● What needs to be done
Each line from the one containing "Target: sandy ground" through the end of the records below must be repeated exactly, and no other line.

+ + + + +

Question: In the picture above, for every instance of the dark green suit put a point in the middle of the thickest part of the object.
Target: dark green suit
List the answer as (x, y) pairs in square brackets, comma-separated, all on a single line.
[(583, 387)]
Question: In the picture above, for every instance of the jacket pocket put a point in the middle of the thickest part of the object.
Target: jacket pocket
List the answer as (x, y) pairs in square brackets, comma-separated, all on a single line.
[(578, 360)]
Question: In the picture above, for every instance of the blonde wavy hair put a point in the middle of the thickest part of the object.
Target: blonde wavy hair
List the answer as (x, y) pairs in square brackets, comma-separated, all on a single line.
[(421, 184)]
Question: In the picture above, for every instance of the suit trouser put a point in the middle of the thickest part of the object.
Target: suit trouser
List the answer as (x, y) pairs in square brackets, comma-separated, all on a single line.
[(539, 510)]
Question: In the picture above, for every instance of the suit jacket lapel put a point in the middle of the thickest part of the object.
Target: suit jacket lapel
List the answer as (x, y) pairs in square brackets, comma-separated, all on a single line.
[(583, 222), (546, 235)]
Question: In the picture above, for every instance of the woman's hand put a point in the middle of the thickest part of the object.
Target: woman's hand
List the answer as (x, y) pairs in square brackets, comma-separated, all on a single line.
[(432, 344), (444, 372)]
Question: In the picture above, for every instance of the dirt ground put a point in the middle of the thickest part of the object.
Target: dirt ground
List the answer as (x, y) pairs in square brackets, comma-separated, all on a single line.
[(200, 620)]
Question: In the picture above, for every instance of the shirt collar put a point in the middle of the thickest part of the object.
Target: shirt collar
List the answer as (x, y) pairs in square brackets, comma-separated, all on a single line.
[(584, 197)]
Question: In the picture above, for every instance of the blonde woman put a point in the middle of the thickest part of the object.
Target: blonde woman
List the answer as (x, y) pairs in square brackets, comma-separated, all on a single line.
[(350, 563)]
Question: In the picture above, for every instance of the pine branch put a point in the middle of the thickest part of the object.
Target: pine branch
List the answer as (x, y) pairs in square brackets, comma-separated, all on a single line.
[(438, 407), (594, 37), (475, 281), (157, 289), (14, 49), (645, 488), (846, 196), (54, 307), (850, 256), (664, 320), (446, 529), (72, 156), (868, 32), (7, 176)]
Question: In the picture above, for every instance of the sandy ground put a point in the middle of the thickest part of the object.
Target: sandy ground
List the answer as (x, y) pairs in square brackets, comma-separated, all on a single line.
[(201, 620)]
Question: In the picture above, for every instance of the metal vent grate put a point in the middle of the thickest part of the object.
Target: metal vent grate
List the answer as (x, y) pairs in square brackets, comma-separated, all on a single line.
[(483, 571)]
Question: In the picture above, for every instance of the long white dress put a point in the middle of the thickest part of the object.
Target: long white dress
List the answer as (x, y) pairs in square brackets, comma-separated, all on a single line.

+ + + + +

● Response to this task
Target: sandy ground
List the answer as (x, y) pairs in square brackets, comma-separated, all on a single line.
[(201, 620)]
Question: In the picture above, for every instance of the metal vent grate put a point in the middle of the thickest part of the object.
Target: metal vent grate
List the answer as (x, y) pairs in square brackets, comma-separated, all on a single line.
[(483, 571)]
Question: In the picture above, for every instance of the long white dress put a point in the middle of the thickest part of the object.
Target: long white dress
List the answer as (x, y) pairs in square brackets, comma-separated, all on a single line.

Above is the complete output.